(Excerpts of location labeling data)
--- Start ---

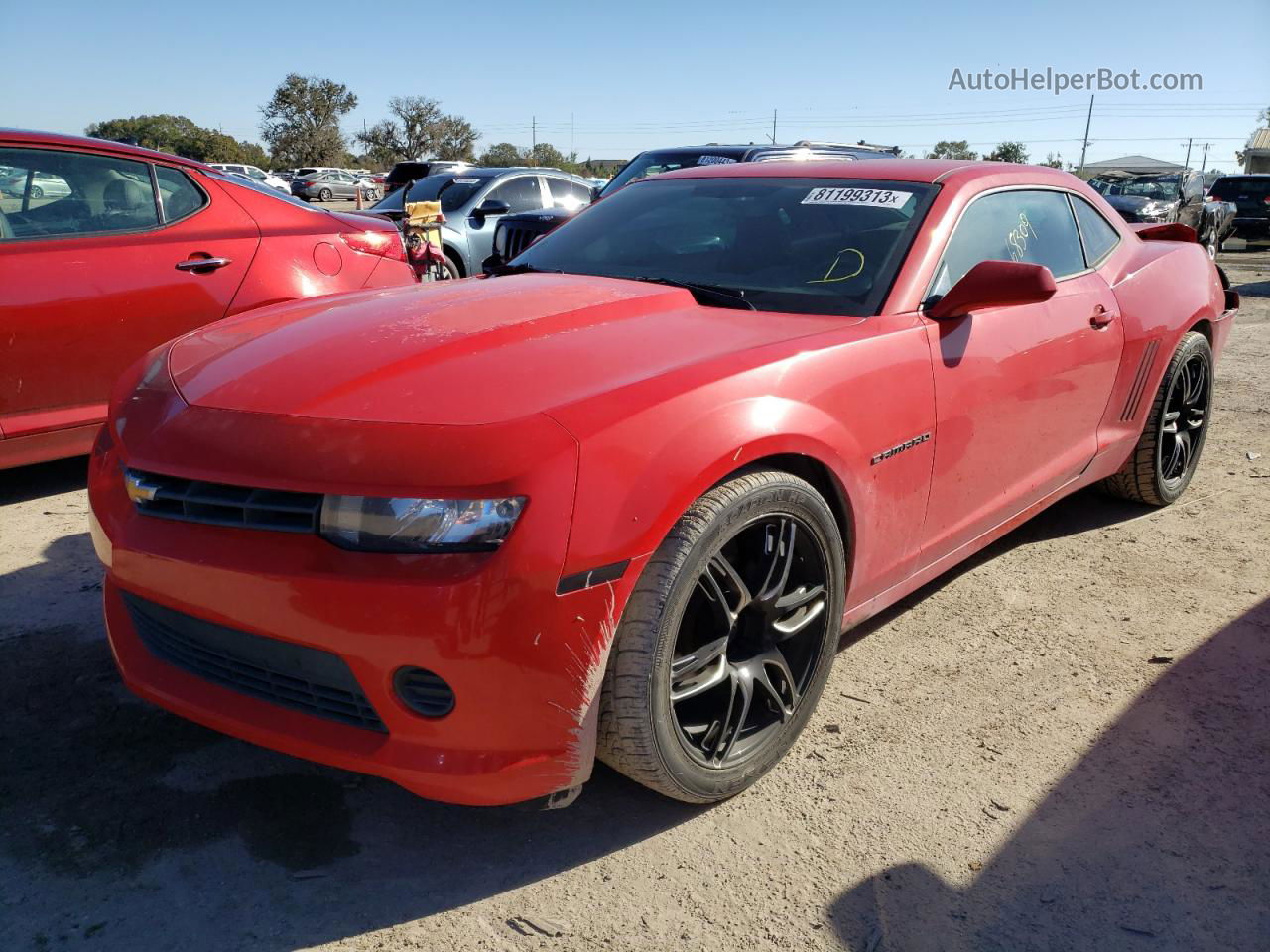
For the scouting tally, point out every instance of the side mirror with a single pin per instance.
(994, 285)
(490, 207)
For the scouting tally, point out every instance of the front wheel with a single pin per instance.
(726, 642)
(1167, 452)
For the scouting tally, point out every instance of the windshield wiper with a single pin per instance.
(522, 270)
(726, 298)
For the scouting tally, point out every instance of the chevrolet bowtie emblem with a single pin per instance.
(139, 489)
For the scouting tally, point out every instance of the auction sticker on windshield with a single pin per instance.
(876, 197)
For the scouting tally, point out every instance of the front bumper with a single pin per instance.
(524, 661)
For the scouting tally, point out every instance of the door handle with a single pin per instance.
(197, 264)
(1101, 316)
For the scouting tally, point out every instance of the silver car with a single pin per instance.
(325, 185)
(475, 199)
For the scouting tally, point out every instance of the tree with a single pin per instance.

--- End ---

§ Challenge:
Reproduce all the records above, substituting "survey count" for "scouting tally" and leaving everything else unchanged. Omit the pictures from your answer.

§ Solution to the problem:
For the survey count, point out every instance of the side mirror with a single pin per instance.
(994, 285)
(490, 207)
For the survey count, point out every instance of the front wheel with a single pin per instance.
(726, 642)
(1167, 452)
For the survey count, point out every instance of the windshield wiper with a single pin per instance.
(522, 270)
(726, 298)
For the survey count, point out every instance of the chevrolet bowtie emblem with a single pin per instance.
(139, 489)
For the survey count, point out every instance of the auction sticker on windshield with a single pin per instance.
(876, 197)
For the survey count, point out every instance of the front bumper with a single pin per instance.
(524, 661)
For the survey count, point out every instance of the door handle with a single pin per instance.
(197, 264)
(1101, 316)
For the survey count, point out every instance of the silver car with a single pin per instance.
(325, 185)
(475, 199)
For the survey count, point out every instance of the tree with a single pin per instance.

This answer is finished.